## Task details
Repeat the lines of every row below without any changes.

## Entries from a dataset
________
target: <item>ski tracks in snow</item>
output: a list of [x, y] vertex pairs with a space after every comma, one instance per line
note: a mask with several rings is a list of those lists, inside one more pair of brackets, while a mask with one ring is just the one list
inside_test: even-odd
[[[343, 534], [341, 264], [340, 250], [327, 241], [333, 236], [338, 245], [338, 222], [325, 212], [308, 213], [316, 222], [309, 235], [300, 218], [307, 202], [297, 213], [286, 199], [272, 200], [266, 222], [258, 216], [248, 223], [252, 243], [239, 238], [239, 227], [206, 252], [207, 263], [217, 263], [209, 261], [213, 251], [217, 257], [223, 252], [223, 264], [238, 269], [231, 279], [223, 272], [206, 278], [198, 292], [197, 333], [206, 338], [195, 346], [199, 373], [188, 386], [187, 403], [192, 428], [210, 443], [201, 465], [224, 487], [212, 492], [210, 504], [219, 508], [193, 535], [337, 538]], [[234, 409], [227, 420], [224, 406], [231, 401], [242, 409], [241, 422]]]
________
## Answer for this exercise
target: <item>ski tracks in snow</item>
output: a list of [x, y] vertex pairs with a space after every comma, one instance per line
note: a mask with several rings is a list of those lists, inside one more pair of brackets, while a mask with one ring is just the one list
inside_test: even-odd
[[[343, 534], [341, 264], [340, 250], [327, 241], [333, 236], [338, 245], [338, 222], [325, 212], [308, 213], [316, 222], [309, 235], [300, 218], [307, 202], [297, 213], [286, 199], [272, 200], [266, 222], [258, 216], [248, 223], [252, 243], [239, 238], [239, 227], [206, 252], [207, 263], [217, 263], [209, 261], [213, 251], [217, 257], [223, 252], [223, 264], [238, 269], [231, 279], [223, 272], [206, 278], [198, 292], [197, 333], [206, 338], [195, 346], [199, 373], [188, 386], [187, 403], [192, 428], [210, 443], [201, 465], [224, 487], [212, 492], [210, 504], [219, 508], [193, 535], [337, 538]], [[234, 409], [227, 420], [224, 406], [231, 401], [242, 409], [241, 422]]]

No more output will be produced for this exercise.